→ **TEXT SEGMENT**
__________________________________________________

Cinequest – Salt: the best spaghetti western this year

I love spaghetti westerns and so does the protagonist of Salt (Sal), a would-be screenwriter who must have the only cat in Spain named Clint.  He has written a movie set in Chile’s Atacama Desert, the driest place on earth, but nobody else thinks it’s any good.  When he decides to visit the Atacama to improve his script, he is mistaken by all the locals for someone else – the guy who had cuckolded the local crime boss.  That first night in Chile, he is plunged into a real life shoot em up and is soon experiencing a story that Sergio Leone himself would have loved to film.

Much of the fun is in the fact that our hero has never shot a gun or been shot at, and he doesn’t take easily to either – he’s no Clint, for sure.   Salt is filmed in the style of a modern-day spaghetti western and comes with its own spaghetti western score with jangly guitar and jarring harmonica.  If you love A Fistful of Dollars, this is the movie for you.  Even if you don’t love the spaghetti western, you’ll find this a satisfyingly funny movie.

I attended the North American premiere of Salt at Cinequest 22.

Cinequest – Faust: a strikingly original slog

Mephistopheles and Faust in FAUST

Faust is Russian director Aleksander Sokurov‘s take on the famous story of a man who bargains with the devil for knowledge of the profound, with a young hottie thrown in the deal for good measure.

I saw this film primarily because I had admired Sokurov‘s Russian Ark, a 19th century period drama in which an aristocrat wanders through St. Petersburg’s Hermitage and encounters figures from earlier in Russian history.  Sokurov filmed the entire 99-minute movie in a single shot.  That’s a gimmick, but even beyond the singular achievement of the one shot, Russian Ark is a complete and effective film.

The German language Faust is also strikingly original.  Filmed in the Czech Republic, Sokurov vividly creates a grimy and economically depressed German town of the early 1800s.  The alleys, doorways and staircases are all so narrow that people are constantly jammed together. Sokurov’s Faust is not an old man, but a 40-year-old beaten down by poverty and malaise.  Similarly, his Mephistopheles is not a slick charmer, but physically gross and repellent character who is a canny manipulator.

Unfortunately, the originality is for naught, because the film fails to engage the viewer.  You watch Faust with the indifference one feels while observing someone park a car awkwardly.

Faust’s Aspect Ratio is a TV-like 1.37 : 1 (but goes wider for the final scene),  which is odd for a literary epic.  And some of the scenes are filmed through a distorted lens for some reason.  The 140 minute length just contributes to the sense of self-indulgence by Sokurov.   It’s not a pleasant way to spend 140 minutes of your life.

Cinequest – The Ghastly Love of Johnny X: gum-chewing greasers bring fun from Outer Space

You gotta like a movie whose tag line is: “They sing! They dance! They’re juvenile delinquents from outer space!”  I saw The Ghastly Love of Johnny X at its world premiere at Cinequest 22, and writer-director Paul Bunnell said that he was primarily inspired by the teenage delinquent movies of the 50’s.  But it’s also clear that Bunnell has seen more than his share of sci-fi movies from the 50s (and maybe a Russ Meyer film or two).

__________________________________________________

→ **TO DO**
A) From the Cinequest reviews, extract word for word the part that opens with the words containing "Much of the" and closes with "at Cinequest 22.".
B) Answer these questions using the Cinequest reviews:
(i) What is the name of Sal's cat in Salt?
(ii) How long is Sokurov's Russian Ark, which was filmed in a single shot?
(iii) Who is the writer-director of The Ghastly Love of Johnny X?

→ **Stored items from a collection**

__________________________________________________

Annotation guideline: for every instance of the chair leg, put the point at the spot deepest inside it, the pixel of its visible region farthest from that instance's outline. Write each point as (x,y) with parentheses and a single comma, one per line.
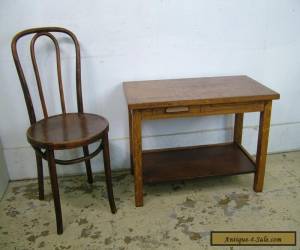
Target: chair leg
(55,191)
(88,165)
(107,169)
(39,164)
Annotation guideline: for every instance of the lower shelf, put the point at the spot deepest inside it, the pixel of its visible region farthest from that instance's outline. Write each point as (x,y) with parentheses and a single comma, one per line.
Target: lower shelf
(194,162)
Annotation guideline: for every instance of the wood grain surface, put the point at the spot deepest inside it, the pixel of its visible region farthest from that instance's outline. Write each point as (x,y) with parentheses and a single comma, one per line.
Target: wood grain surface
(193,91)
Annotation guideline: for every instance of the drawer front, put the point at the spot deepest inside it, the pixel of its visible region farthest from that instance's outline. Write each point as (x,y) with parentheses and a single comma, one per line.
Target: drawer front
(198,110)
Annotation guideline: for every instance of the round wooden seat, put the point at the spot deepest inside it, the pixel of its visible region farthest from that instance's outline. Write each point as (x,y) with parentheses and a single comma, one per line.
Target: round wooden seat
(67,130)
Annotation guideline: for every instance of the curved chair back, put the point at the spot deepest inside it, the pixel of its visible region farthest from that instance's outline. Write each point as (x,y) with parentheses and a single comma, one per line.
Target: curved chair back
(37,33)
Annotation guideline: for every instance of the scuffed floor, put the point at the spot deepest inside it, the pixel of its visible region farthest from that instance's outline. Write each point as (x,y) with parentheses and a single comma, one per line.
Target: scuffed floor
(175,215)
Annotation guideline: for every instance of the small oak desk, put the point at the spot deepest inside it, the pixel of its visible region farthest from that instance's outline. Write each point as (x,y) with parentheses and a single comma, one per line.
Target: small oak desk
(160,99)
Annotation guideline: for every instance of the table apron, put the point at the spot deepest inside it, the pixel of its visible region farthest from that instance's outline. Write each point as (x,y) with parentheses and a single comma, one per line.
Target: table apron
(199,110)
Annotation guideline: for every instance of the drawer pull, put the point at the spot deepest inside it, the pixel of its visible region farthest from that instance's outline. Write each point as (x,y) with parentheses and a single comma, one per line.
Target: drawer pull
(177,109)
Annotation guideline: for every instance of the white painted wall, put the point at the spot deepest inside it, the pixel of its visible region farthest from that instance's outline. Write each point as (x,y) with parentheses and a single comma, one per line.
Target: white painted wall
(138,40)
(3,173)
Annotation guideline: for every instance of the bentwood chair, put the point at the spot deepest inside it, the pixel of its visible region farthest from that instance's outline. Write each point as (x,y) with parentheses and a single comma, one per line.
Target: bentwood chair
(65,130)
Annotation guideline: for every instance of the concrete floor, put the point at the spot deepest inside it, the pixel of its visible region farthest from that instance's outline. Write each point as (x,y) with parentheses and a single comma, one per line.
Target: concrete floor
(175,215)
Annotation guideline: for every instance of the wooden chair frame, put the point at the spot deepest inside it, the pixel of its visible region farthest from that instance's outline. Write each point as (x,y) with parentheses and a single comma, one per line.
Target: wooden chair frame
(46,151)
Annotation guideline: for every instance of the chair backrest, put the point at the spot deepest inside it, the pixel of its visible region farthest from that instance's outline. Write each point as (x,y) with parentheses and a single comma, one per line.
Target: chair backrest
(38,32)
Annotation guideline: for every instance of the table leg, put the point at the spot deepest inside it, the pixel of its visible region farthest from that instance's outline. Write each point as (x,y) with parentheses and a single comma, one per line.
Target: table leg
(238,128)
(262,147)
(130,141)
(137,157)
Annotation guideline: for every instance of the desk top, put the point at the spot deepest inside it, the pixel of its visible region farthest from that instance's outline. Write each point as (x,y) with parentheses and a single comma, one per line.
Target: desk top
(195,91)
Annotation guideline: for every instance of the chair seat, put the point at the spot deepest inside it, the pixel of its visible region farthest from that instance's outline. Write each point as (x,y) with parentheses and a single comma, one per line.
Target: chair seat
(67,130)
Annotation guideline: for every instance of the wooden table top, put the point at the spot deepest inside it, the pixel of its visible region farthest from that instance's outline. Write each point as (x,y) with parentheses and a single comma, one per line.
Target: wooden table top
(195,91)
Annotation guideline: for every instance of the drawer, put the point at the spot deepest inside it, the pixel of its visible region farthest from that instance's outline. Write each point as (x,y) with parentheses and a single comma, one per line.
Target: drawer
(198,110)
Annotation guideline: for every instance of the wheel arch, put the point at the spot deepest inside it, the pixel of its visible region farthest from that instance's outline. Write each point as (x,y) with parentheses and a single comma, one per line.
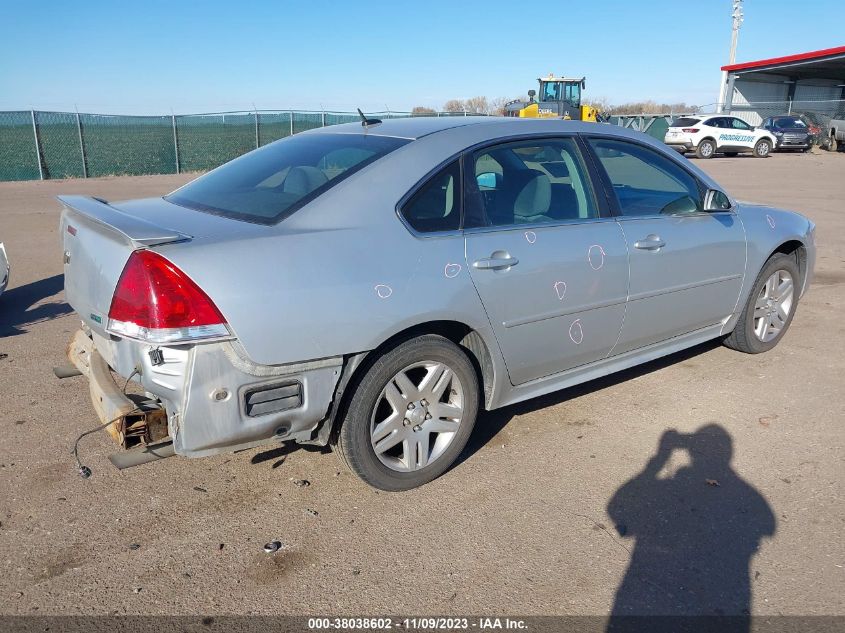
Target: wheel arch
(356,365)
(796,249)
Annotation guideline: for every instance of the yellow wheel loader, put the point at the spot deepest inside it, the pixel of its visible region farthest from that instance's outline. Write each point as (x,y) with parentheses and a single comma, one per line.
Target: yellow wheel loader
(559,98)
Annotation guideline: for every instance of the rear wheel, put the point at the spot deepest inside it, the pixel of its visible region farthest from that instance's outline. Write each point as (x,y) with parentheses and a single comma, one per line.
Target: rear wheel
(410,415)
(763,148)
(706,148)
(770,307)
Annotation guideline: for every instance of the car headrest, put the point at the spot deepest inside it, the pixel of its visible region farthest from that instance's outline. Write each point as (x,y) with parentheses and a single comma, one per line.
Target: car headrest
(303,180)
(534,198)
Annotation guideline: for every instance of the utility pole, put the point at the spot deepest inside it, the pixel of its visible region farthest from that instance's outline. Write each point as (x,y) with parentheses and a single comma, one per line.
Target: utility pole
(738,17)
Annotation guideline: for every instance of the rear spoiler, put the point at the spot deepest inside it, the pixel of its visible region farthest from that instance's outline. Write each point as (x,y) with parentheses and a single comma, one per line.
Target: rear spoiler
(134,229)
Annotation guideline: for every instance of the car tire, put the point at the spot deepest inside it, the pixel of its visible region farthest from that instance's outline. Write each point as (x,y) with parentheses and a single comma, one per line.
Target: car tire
(754,332)
(763,148)
(379,412)
(706,148)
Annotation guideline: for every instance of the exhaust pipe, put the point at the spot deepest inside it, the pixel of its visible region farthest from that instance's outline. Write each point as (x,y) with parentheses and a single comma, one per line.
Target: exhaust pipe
(66,371)
(142,455)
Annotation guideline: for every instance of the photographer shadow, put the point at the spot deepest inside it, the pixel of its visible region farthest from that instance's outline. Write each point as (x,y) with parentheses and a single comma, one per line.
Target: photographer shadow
(695,533)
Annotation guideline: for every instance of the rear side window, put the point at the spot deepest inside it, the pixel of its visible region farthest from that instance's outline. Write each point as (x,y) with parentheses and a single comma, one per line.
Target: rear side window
(684,122)
(270,183)
(533,182)
(436,206)
(645,182)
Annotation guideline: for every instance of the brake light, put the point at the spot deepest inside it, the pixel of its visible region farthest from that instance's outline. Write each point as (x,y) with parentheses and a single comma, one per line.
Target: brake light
(155,301)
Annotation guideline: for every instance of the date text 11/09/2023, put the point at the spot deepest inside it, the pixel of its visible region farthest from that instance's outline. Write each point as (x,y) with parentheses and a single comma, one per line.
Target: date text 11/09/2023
(425,623)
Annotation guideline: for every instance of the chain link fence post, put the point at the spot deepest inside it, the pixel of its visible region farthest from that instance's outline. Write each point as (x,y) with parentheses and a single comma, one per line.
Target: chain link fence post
(81,146)
(37,146)
(175,141)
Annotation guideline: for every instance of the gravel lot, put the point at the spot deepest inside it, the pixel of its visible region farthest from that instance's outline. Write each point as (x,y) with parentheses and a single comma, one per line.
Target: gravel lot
(521,526)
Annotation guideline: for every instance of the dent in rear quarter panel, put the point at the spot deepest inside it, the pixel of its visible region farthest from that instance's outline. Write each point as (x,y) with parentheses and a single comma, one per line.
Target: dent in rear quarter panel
(767,228)
(323,293)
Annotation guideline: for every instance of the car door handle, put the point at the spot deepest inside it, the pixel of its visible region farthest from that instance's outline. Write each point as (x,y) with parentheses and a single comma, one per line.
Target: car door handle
(495,263)
(650,243)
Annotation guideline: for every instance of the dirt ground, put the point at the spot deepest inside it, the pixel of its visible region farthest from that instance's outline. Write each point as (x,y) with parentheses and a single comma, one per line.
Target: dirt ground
(520,526)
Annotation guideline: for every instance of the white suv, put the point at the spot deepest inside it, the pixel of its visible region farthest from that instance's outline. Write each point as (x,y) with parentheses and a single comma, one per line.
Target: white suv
(728,135)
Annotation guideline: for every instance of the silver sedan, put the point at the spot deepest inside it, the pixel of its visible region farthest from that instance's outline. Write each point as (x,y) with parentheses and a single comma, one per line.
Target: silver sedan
(374,286)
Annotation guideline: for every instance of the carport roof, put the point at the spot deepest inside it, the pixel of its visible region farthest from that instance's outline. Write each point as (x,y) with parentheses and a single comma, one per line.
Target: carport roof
(828,63)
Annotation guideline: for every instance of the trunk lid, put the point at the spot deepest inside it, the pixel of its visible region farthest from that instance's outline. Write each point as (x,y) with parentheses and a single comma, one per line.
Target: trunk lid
(97,239)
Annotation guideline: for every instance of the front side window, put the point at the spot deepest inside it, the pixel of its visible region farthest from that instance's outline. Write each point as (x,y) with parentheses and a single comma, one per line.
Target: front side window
(530,182)
(436,206)
(270,183)
(645,182)
(684,122)
(788,121)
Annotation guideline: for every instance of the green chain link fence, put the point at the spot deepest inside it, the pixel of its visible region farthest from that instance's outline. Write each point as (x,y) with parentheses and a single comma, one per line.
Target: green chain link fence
(40,145)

__________________________________________________

→ **RESULTS FOR EACH TASK**
A)
Much of the fun is in the fact that our hero has never shot a gun or been shot at, and he doesn’t take easily to either – he’s no Clint, for sure.   Salt is filmed in the style of a modern-day spaghetti western and comes with its own spaghetti western score with jangly guitar and jarring harmonica.  If you love A Fistful of Dollars, this is the movie for you.  Even if you don’t love the spaghetti western, you’ll find this a satisfyingly funny movie.

I attended the North American premiere of Salt at Cinequest 22.

B)
(i) Clint
(ii) 99 minutes
(iii) Paul Bunnell